▶ _TASKS TO CARRY OUT_
**A.** Copy out the entire article on the Remote Labor Index, word for word.
**B.** Convert the lines of the listing, from the line containing "Provide the location of every instance of the t-mobile" through the final line of the listing inclusive, into a JSON array with one string per line, skipping blank lines.

▶ _PASSAGE PROVIDED_
▽
What Is the Remote Labor Index? Why AI Agents Complete Only 2.5% of Real Freelance Work

The Benchmark That Put AI Agents to the Test

A 2.5% success rate. That’s what frontier AI agents achieved when Scale AI tested them on 240 real projects sourced from Upwork.

The Remote Labor Index — Scale AI’s benchmark for measuring AI agent performance on genuine freelance work — cuts through the usual benchmarking noise. Instead of synthetic test sets or curated academic problems, it uses actual jobs that real clients paid real humans to complete.

The result is an uncomfortable number. While top AI models routinely score 80–90% on coding benchmarks and claim near-human performance on standardized tests, they can barely handle 1 in 40 genuine freelance tasks end-to-end.

Understanding why that gap exists matters — not just for AI researchers, but for anyone building or deploying AI agents today.

What the Remote Labor Index Actually Measures

The Remote Labor Index (RLI) was developed by Scale AI to answer a simple but hard question: can AI agents do the kind of work that humans currently get paid to do?

The benchmark uses real Upwork job postings as its test environment. Scale AI pulled 240 projects spanning categories like software development, data analysis, writing, and web research. These weren’t made-up exercises — they were jobs that freelancers actually took, completed, and got paid for.
△
▶ _STORED ROWS_
▽
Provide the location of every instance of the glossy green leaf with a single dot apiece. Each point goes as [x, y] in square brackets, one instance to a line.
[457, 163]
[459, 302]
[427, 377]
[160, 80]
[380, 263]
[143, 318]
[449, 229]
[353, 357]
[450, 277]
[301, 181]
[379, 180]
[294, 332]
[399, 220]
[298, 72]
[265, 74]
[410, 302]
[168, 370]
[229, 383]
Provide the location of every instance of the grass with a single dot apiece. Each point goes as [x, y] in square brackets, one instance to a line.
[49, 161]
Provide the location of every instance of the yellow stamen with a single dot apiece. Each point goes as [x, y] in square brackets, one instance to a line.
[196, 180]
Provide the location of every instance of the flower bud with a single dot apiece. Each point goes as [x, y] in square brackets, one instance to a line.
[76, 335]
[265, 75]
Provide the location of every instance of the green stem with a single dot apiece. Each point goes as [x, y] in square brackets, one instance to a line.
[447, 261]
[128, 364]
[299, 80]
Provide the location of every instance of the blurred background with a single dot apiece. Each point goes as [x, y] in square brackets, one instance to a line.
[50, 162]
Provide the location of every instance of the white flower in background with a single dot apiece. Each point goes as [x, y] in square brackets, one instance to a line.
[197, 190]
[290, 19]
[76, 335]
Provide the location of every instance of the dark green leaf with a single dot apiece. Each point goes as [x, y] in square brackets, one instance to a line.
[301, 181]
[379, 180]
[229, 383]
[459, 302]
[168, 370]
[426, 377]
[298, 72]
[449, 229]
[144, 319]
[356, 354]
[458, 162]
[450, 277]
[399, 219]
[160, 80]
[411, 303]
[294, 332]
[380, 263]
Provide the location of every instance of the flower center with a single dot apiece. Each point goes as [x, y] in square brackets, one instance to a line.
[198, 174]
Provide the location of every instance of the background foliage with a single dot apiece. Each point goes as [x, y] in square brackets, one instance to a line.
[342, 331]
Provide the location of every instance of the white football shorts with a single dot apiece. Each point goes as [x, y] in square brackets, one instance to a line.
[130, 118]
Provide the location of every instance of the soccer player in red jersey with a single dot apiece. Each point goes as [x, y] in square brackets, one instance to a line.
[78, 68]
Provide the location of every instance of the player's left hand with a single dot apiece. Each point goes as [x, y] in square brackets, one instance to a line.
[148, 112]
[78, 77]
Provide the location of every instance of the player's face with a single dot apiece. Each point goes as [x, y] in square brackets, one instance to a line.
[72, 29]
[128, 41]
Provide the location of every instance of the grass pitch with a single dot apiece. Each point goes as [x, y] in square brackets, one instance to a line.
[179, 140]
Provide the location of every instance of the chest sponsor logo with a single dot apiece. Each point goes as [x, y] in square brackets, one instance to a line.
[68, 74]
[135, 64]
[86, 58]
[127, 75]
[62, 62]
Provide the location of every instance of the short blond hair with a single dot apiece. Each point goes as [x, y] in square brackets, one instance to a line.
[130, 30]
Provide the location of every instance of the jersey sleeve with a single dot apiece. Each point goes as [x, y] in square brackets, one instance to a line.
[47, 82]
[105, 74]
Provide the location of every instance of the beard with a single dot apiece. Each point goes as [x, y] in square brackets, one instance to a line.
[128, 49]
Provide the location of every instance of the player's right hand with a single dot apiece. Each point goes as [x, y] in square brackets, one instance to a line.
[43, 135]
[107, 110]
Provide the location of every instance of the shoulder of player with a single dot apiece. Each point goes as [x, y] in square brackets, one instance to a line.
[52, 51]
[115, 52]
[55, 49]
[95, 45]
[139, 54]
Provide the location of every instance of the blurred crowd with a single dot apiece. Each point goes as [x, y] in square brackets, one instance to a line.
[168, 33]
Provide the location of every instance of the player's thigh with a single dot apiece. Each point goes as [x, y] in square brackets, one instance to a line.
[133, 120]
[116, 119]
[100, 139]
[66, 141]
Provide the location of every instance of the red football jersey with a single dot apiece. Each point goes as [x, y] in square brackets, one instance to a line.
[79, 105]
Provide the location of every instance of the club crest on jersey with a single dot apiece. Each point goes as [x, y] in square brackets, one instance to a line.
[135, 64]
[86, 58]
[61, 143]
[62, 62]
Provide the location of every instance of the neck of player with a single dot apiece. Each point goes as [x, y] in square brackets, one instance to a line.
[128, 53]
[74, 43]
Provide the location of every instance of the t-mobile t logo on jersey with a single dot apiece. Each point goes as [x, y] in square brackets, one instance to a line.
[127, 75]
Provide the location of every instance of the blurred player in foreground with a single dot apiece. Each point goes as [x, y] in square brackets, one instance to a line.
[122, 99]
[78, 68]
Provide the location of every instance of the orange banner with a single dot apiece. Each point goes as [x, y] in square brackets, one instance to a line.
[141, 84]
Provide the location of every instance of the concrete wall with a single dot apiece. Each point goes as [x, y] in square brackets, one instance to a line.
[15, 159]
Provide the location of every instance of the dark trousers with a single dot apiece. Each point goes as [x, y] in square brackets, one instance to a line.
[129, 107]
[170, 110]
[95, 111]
△
▶ _THE RESPONSES_
**A.**
What Is the Remote Labor Index? Why AI Agents Complete Only 2.5% of Real Freelance Work

The Benchmark That Put AI Agents to the Test

A 2.5% success rate. That’s what frontier AI agents achieved when Scale AI tested them on 240 real projects sourced from Upwork.

The Remote Labor Index — Scale AI’s benchmark for measuring AI agent performance on genuine freelance work — cuts through the usual benchmarking noise. Instead of synthetic test sets or curated academic problems, it uses actual jobs that real clients paid real humans to complete.

The result is an uncomfortable number. While top AI models routinely score 80–90% on coding benchmarks and claim near-human performance on standardized tests, they can barely handle 1 in 40 genuine freelance tasks end-to-end.

Understanding why that gap exists matters — not just for AI researchers, but for anyone building or deploying AI agents today.

What the Remote Labor Index Actually Measures

The Remote Labor Index (RLI) was developed by Scale AI to answer a simple but hard question: can AI agents do the kind of work that humans currently get paid to do?

The benchmark uses real Upwork job postings as its test environment. Scale AI pulled 240 projects spanning categories like software development, data analysis, writing, and web research. These weren’t made-up exercises — they were jobs that freelancers actually took, completed, and got paid for.

**B.**
[
  "Provide the location of every instance of the t-mobile t logo on jersey with a single dot apiece. Each point goes as [x, y] in square brackets, one instance to a line.",
  "[127, 75]",
  "Provide the location of every instance of the blurred player in foreground with a single dot apiece. Each point goes as [x, y] in square brackets, one instance to a line.",
  "[122, 99]",
  "[78, 68]",
  "Provide the location of every instance of the orange banner with a single dot apiece. Each point goes as [x, y] in square brackets, one instance to a line.",
  "[141, 84]",
  "Provide the location of every instance of the concrete wall with a single dot apiece. Each point goes as [x, y] in square brackets, one instance to a line.",
  "[15, 159]",
  "Provide the location of every instance of the dark trousers with a single dot apiece. Each point goes as [x, y] in square brackets, one instance to a line.",
  "[129, 107]",
  "[170, 110]",
  "[95, 111]"
]